Complete the following:
1) In the Perelman Center text, how many tons of construction debris did recycling keep out of landfills?
2) Please retype the part of the Perelman Center text that opens with the words containing "Recycling – Recycling" and closes with "to conventional mops.".
3) Extend the Perelman Center text with new writing that follows on from its final sentence.

Selected excerpt:
====================

Energy Efficiency – The Perelman Center is 15 percent more energy efficient than conventional buildings. With the use of energy saving materials and mechanical systems, the annual energy cost savings is approximately $350,000, with an estimated 3,700 metric tons of carbon dioxide kept from the atmosphere*.

Windows – The windows are specially designed to prevent the heat of summer from entering the building, while allowing the warmth of the winter sun to help heat the building.

Landscaping – Only native plants that thrive on local annual rainfall as opposed to irrigation were used in the Perelman Center's landscaping.

Recycling – Recycling rooms dedicated to the separation, collection and storage of paper, aluminum cans, corrugated cardboard, glass, plastics and metals are part of the building. Fluorescent light bulbs will also be collected and recycled. During construction, green waste management practices kept 600 tons of construction debris out of the landfills by recycling.

Housekeeping – The Perelman Center uses a green housekeeping program, meaning chemical and cleaning agents are non-toxic and meet environmental standards. All paper towels and toilet tissue are non-chlorine bleached and contain recycled content. Microfiber mops are expected to save over 300,000 gallons of water annually compared to conventional mops.

====================

Source information:

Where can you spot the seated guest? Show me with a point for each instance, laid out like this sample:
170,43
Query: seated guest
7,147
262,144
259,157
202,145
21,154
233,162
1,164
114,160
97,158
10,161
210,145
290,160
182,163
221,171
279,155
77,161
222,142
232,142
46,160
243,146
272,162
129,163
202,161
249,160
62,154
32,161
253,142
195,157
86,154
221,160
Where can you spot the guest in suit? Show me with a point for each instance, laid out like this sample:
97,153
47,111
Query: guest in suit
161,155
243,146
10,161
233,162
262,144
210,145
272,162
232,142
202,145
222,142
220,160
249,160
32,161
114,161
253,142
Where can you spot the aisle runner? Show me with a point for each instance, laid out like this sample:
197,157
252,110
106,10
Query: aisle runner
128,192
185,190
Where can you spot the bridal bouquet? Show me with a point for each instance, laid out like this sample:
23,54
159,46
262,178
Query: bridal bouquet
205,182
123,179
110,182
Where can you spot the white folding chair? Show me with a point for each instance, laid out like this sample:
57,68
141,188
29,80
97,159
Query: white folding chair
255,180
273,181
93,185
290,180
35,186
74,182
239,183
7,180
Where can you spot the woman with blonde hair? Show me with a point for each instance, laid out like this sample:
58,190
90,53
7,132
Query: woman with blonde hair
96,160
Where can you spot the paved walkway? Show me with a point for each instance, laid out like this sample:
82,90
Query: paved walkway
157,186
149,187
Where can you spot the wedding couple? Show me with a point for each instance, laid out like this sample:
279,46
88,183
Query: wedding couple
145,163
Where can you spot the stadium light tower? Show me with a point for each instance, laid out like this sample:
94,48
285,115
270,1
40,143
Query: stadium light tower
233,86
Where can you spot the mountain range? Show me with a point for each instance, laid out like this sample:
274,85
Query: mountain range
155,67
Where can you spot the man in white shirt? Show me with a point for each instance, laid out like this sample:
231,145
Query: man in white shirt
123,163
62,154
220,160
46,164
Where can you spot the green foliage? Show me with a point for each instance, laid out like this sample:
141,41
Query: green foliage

====================

Answers provided:
1) 600 tons

2)
Recycling – Recycling rooms dedicated to the separation, collection and storage of paper, aluminum cans, corrugated cardboard, glass, plastics and metals are part of the building. Fluorescent light bulbs will also be collected and recycled. During construction, green waste management practices kept 600 tons of construction debris out of the landfills by recycling.

Housekeeping – The Perelman Center uses a green housekeeping program, meaning chemical and cleaning agents are non-toxic and meet environmental standards. All paper towels and toilet tissue are non-chlorine bleached and contain recycled content. Microfiber mops are expected to save over 300,000 gallons of water annually compared to conventional mops.

3)
Ozone Friendly – No CFC refrigerants (a major contributor to ozone depletion) are used in any mechanical equipment.

Healthy Indoor Environment – Indoor air contaminants, such as volatile organic compounds (VOCs) have been reduced at the Perelman Center through the use of low-emitting materials. Solvent-free paints, adhesives, sealants, tiles and carpets that meet low VOC standards were used throughout the Center. In addition, no urea-formaldehyde was used in glues for composite wood. All of these steps reduce the amount of potentially harmful airborne contaminants that can typically be created from construction materials and remain with the building after it is occupied.

Sustainable Wood – Only wood from sustainable forests (trees specifically planted for building purposes and not rain forest or old-growth forests) was used in the Perelman Center construction.

Bicycle Racks – Bicycle storage racks are located at the building's main entrances and in the parking garage.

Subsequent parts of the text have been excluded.